Passage shown:
━━━━━━
Faith and Spirituality

Not so fast, ex-justice warns exorcist on Lipa apparition decree

Paterno R. Esmaquel II

This is AI generated summarization, which may have errors. For context, always refer to the full article.

Not so fast, ex-justice warns exorcist on Lipa apparition decree

MEDIATRIX. Our Lady of Lipa, known as Mary, Mediatrix of All Grace, continues to inspire devotion among many Filipino Catholics.

Wikimedia Commons

‘Give me the document, let me examine it. If it’s valid, if it’s really authentic, then I will submit myself. Who am I to fight the Pope?’ retired Sandiganbayan justice Harriet Demetriou tells Rappler

MANILA, Philippines – The retired lady justice is still on fighting mode.

Harriet Demetriou, former justice of the anti-graft court Sandiganbayan, offered a word of caution to Dominican exorcist priest Father Winston Cabading after the Vatican released a 1951 document stating that the alleged 1948 apparition of the Virgin Mary in Lipa City, Batangas, was not supernatural.

Demetriou had filed a perjury complaint against Cabading for claiming under oath that the 1951 decree existed, but the Makati City Prosecutor’s Office dismissed the case in late January for insufficiency of evidence. The justice, best known for convicting former Calauan, Laguna mayor Antonio Sanchez in a 1990s rape-slay case, is still appealing the prosecutor’s decision.
━━━━━━
Tasks and exercises:
1. Return the Lipa apparition article in full, word for word.
2. Please list every line of the rows that contains the string "tile".
━━━━━━
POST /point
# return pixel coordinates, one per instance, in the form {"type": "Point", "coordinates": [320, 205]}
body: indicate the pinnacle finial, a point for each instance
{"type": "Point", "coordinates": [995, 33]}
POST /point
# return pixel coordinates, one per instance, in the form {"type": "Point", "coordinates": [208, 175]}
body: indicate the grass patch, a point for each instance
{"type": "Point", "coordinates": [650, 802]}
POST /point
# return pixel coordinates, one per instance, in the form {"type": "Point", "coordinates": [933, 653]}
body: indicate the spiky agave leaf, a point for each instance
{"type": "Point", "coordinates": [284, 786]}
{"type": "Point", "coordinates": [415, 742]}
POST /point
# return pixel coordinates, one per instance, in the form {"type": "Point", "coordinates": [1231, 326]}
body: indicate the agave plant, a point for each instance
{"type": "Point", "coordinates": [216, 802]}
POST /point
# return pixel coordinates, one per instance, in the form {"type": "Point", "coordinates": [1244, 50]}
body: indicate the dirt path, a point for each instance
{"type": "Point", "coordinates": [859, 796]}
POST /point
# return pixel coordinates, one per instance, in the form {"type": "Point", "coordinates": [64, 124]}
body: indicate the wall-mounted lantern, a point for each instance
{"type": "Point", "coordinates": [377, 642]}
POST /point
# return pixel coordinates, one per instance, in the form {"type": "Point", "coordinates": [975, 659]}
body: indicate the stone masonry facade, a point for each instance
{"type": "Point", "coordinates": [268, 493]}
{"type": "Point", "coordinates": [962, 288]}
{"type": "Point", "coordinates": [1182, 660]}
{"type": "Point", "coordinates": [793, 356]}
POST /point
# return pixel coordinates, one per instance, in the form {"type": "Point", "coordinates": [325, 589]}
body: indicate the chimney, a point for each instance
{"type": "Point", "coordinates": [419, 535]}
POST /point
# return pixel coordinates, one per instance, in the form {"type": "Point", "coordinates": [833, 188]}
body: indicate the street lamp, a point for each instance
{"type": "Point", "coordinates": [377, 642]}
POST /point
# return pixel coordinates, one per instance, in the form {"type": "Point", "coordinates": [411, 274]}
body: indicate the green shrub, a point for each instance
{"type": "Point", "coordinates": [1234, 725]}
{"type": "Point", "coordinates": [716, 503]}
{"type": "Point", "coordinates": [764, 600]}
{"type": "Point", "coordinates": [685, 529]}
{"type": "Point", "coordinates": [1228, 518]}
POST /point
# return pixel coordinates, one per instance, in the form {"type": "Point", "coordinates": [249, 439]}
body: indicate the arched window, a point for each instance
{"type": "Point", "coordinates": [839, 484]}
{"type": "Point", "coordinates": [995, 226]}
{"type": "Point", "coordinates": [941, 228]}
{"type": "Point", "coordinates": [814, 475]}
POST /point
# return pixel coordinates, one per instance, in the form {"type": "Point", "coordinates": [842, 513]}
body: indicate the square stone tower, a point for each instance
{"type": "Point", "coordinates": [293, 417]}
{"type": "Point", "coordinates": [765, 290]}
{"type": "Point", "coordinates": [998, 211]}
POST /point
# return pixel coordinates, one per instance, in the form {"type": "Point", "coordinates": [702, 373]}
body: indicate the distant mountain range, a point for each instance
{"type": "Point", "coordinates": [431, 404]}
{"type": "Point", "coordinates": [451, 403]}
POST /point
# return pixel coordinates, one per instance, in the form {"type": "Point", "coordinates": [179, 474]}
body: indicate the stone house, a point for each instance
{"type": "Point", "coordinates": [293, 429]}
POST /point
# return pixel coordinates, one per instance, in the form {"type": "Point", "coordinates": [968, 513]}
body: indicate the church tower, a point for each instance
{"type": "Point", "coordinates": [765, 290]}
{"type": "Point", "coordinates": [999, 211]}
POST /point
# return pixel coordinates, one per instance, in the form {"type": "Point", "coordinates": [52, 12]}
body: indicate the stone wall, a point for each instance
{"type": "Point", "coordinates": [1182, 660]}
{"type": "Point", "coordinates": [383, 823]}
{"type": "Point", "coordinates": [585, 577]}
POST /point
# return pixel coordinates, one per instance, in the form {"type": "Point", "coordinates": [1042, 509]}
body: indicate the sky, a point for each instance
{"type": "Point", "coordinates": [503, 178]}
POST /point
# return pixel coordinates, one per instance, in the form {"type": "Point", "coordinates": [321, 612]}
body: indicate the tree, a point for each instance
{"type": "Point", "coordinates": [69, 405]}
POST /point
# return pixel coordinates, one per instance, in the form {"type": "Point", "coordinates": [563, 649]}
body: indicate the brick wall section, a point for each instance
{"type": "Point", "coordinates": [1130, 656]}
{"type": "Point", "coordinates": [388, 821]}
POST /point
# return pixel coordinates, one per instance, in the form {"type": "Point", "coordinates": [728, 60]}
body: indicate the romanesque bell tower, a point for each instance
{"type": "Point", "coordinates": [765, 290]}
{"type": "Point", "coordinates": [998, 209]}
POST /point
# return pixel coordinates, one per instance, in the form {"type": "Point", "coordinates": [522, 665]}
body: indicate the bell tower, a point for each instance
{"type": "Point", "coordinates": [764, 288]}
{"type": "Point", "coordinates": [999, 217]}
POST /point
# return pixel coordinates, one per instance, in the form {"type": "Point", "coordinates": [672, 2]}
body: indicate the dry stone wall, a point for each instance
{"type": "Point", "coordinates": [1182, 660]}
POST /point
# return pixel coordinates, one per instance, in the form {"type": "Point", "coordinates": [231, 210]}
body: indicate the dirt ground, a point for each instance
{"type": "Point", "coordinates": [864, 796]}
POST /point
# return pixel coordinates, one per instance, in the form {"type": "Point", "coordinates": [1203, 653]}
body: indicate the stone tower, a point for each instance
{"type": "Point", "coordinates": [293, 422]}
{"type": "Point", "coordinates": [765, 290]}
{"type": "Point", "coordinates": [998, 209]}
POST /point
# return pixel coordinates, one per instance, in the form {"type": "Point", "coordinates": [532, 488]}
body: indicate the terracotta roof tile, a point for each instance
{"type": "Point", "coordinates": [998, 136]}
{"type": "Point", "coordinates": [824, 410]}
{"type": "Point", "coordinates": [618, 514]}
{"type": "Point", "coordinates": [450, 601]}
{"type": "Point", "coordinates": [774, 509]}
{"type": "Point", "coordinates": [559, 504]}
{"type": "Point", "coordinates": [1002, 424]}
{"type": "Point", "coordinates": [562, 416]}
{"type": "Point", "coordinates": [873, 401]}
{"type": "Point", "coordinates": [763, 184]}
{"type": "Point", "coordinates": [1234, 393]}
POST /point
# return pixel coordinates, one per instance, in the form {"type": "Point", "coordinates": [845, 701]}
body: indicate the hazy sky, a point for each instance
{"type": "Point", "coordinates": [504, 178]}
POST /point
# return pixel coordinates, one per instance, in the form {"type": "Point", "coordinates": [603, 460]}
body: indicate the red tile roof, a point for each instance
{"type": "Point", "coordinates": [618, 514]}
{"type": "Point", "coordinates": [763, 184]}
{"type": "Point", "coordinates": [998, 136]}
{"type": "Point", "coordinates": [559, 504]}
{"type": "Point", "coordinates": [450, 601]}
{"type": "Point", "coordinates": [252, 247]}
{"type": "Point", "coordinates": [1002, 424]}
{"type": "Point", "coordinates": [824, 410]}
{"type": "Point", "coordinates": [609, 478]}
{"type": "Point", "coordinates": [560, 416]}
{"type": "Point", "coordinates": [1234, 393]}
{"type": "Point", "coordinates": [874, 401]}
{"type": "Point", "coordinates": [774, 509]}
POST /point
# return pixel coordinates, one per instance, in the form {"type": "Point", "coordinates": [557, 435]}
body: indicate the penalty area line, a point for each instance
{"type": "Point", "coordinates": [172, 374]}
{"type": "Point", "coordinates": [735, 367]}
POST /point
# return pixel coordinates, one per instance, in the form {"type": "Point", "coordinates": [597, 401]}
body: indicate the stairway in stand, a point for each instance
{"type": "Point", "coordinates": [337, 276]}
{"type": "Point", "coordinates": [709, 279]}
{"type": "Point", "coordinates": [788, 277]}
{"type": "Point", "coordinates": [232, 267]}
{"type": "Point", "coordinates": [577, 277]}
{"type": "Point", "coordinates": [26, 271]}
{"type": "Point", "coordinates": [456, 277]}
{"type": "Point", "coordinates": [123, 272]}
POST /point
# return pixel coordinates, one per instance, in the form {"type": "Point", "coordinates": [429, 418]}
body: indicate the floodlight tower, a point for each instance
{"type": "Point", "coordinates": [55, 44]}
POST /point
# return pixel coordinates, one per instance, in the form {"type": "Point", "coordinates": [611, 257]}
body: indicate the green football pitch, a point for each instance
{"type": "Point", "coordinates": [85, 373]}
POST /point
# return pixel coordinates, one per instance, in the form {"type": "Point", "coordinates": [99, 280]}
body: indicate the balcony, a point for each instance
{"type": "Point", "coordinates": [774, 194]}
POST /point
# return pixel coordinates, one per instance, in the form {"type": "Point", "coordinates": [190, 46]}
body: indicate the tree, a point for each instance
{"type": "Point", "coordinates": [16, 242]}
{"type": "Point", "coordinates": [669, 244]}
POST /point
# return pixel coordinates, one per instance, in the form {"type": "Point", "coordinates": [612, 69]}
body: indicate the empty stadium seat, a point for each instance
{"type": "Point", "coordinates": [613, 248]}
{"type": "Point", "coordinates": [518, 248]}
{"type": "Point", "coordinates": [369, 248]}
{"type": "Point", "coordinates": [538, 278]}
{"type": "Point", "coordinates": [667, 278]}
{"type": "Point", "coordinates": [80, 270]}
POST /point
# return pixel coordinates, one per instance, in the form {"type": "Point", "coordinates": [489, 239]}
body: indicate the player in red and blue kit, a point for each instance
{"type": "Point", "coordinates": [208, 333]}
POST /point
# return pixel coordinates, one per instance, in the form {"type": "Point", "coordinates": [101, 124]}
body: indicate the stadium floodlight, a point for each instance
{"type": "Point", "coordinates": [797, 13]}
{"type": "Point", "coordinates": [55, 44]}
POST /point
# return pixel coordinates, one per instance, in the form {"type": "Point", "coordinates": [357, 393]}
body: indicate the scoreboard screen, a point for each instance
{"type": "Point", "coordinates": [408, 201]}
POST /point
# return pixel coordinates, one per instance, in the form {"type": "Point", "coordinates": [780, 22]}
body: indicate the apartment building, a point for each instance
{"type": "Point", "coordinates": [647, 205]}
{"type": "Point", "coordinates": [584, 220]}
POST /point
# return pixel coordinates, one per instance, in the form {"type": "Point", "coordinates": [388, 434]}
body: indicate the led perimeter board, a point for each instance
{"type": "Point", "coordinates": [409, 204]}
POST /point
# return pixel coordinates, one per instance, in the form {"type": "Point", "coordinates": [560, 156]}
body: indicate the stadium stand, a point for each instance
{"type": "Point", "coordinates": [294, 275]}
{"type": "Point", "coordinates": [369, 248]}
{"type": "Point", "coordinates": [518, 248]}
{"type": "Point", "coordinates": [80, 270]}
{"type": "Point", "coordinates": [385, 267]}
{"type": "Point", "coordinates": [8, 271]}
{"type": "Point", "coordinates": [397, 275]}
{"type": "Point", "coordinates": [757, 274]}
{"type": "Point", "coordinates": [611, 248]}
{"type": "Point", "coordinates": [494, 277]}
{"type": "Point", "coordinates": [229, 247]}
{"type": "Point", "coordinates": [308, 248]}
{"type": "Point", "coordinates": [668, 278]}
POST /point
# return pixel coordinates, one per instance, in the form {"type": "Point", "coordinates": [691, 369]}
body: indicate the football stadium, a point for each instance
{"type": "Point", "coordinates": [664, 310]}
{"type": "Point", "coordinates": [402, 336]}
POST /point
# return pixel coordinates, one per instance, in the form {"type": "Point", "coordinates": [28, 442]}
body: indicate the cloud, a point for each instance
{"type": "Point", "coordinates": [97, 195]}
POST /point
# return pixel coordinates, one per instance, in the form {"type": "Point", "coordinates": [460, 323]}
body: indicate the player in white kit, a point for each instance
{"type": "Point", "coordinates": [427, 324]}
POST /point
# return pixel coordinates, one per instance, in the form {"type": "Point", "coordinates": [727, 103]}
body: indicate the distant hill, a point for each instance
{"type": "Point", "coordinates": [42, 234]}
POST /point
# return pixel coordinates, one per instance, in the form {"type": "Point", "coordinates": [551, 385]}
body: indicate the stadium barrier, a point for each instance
━━━━━━
Exercise responses:
1.
Faith and Spirituality

Not so fast, ex-justice warns exorcist on Lipa apparition decree

Paterno R. Esmaquel II

This is AI generated summarization, which may have errors. For context, always refer to the full article.

Not so fast, ex-justice warns exorcist on Lipa apparition decree

MEDIATRIX. Our Lady of Lipa, known as Mary, Mediatrix of All Grace, continues to inspire devotion among many Filipino Catholics.

Wikimedia Commons

‘Give me the document, let me examine it. If it’s valid, if it’s really authentic, then I will submit myself. Who am I to fight the Pope?’ retired Sandiganbayan justice Harriet Demetriou tells Rappler

MANILA, Philippines – The retired lady justice is still on fighting mode.

Harriet Demetriou, former justice of the anti-graft court Sandiganbayan, offered a word of caution to Dominican exorcist priest Father Winston Cabading after the Vatican released a 1951 document stating that the alleged 1948 apparition of the Virgin Mary in Lipa City, Batangas, was not supernatural.

Demetriou had filed a perjury complaint against Cabading for claiming under oath that the 1951 decree existed, but the Makati City Prosecutor’s Office dismissed the case in late January for insufficiency of evidence. The justice, best known for convicting former Calauan, Laguna mayor Antonio Sanchez in a 1990s rape-slay case, is still appealing the prosecutor’s decision.

2.
body: indicate the terracotta roof tile, a point for each instance
body: indicate the red tile roof, a point for each instance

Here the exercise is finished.